● Problem to work on:
The records that follow are to be given again exactly, with their pictures omitted.
────────────────
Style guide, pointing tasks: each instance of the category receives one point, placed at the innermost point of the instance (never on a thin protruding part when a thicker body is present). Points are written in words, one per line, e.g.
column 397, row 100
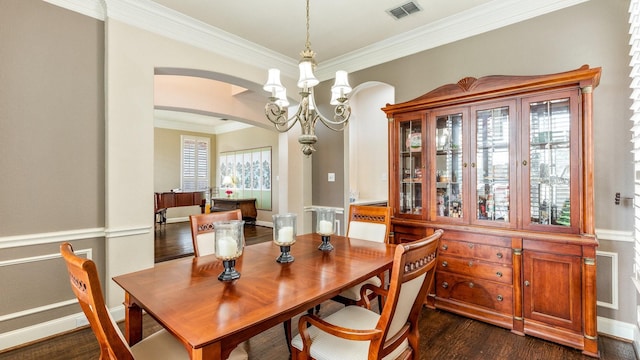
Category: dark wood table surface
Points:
column 211, row 317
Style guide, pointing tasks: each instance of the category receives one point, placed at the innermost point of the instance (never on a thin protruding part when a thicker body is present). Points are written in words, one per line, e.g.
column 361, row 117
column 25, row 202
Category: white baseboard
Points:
column 617, row 328
column 54, row 327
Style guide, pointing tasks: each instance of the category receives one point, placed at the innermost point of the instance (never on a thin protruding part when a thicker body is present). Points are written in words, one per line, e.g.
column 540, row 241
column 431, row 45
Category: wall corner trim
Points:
column 615, row 235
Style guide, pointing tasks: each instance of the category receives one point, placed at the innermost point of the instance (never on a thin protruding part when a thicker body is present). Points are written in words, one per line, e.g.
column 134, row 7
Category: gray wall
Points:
column 51, row 151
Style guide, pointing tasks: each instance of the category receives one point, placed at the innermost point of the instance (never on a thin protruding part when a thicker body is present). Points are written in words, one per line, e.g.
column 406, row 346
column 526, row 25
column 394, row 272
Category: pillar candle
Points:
column 227, row 248
column 325, row 227
column 285, row 235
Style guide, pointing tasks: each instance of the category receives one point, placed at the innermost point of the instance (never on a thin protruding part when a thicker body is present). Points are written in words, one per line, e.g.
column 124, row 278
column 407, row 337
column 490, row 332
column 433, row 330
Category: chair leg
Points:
column 287, row 333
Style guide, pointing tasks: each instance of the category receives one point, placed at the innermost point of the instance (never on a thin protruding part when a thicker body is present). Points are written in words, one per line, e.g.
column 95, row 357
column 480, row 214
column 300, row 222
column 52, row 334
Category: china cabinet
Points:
column 504, row 164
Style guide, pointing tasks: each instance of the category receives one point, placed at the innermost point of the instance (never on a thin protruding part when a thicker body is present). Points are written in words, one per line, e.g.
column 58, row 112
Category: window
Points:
column 195, row 174
column 250, row 174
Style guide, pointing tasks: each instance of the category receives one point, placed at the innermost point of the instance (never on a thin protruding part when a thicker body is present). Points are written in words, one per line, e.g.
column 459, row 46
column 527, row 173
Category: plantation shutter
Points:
column 195, row 163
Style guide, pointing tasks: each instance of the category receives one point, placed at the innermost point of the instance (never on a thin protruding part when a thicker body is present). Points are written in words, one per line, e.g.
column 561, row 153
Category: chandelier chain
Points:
column 308, row 43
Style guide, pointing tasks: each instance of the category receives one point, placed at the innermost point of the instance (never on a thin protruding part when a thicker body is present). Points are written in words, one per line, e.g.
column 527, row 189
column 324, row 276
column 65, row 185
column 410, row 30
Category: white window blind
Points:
column 195, row 163
column 634, row 31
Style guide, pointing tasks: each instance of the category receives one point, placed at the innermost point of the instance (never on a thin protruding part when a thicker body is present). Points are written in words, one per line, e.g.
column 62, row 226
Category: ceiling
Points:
column 355, row 27
column 349, row 35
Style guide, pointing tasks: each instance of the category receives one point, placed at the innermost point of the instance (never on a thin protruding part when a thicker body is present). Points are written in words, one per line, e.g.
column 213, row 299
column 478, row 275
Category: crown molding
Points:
column 150, row 16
────────────────
● Task response:
Style guide, pointing tasks: each instance of the category receives one point, placed at the innermost point of the instance (never on a thin protruding part when a thicker body is present). Points are written in words, one per line, e.g.
column 397, row 100
Category: dark wood table surface
Points:
column 211, row 317
Style guide, pointing tasks: each instance of the category receives one point, placed at the innermost point of the instance (never on a thin protruding part when a thicker body is present). Points are written in words, one per line, e.g.
column 361, row 117
column 25, row 202
Category: white baseboard
Points:
column 617, row 328
column 54, row 327
Style guide, pointing tasks: each instance of the category receives one point, placed at the innermost point of the instance (never on a thin protruding part when a thicker body is present). Points are written in words, one per line, e.g.
column 540, row 241
column 431, row 45
Category: wall corner trim
Points:
column 615, row 235
Style guide, pointing tasks: each instance of the category receives one point, placed at the innermost point of the instance (never on a thin protruding part when a thicker body is present). Points are written in words, one per line, e.g.
column 134, row 7
Category: gray wall
Points:
column 51, row 151
Style guide, pointing tasks: each instance of the category receives one point, placed at the innermost point of the instance (never on a thin protruding part when a thicker body is present). Points are written in words, one per line, e.g.
column 406, row 346
column 526, row 25
column 394, row 272
Category: pillar candle
Points:
column 227, row 248
column 325, row 227
column 285, row 235
Style guide, pointing tasks: each instance of the category receives one point, placed at the innermost point of the instance (never on a thin protruding part when a thicker body is present). Points are written in words, one per line, e.g.
column 124, row 278
column 407, row 337
column 490, row 332
column 433, row 330
Category: chair leg
Points:
column 287, row 333
Style guide, pointing tasks: each instance of the category receives one point, placed at the innermost point of the instance (never on a thin protruding part when a thicker body is present). Points are written in words, one per line, e.g.
column 95, row 357
column 480, row 214
column 300, row 222
column 52, row 334
Category: china cabinet
Points:
column 504, row 164
Style guide, pointing tasks: each instance of the category receives one point, placed at the innermost point of the instance (never on a thin protruding part when a thicker body is present). Points are written in words, one per line, e.g.
column 58, row 112
Category: window
Points:
column 195, row 174
column 250, row 174
Style guide, pointing tasks: each instance of the category receives one point, placed at the innermost point of the instance (never on a thin protruding part when a thicker body is present). Points are written in words, one per line, e.g.
column 459, row 46
column 527, row 173
Category: plantation shutter
Points:
column 195, row 163
Style guide, pointing tasks: each instance of the category receives one point, placed at the innermost point of the instance (never on a thin protruding part when a thicker body is present). Points are written in words, one per line, e.g.
column 561, row 153
Category: chandelier chain
Points:
column 308, row 43
Style guide, pointing tasks: each instance of the category receives one point, placed at the innermost point of the instance (never on a thin protruding part when a thicker body is present). Points are written in words, one per line, e.g.
column 527, row 189
column 324, row 276
column 65, row 185
column 410, row 30
Category: white window blind
Points:
column 195, row 163
column 634, row 31
Style guide, pointing tasks: each instance of the category receives one point, placed at the innermost point of the instance (never on a thin protruding part when a thicker body is present). Points are written in words, one per line, e.g.
column 62, row 226
Category: ceiling
Points:
column 355, row 27
column 349, row 35
Style guide, pointing tasks: each instance of the category receives one point, placed at the innermost point of the instance (never on a thin protruding part when a thicker body is present). Points are written in words, one per line, e.g.
column 213, row 299
column 478, row 275
Category: crown molding
Points:
column 150, row 16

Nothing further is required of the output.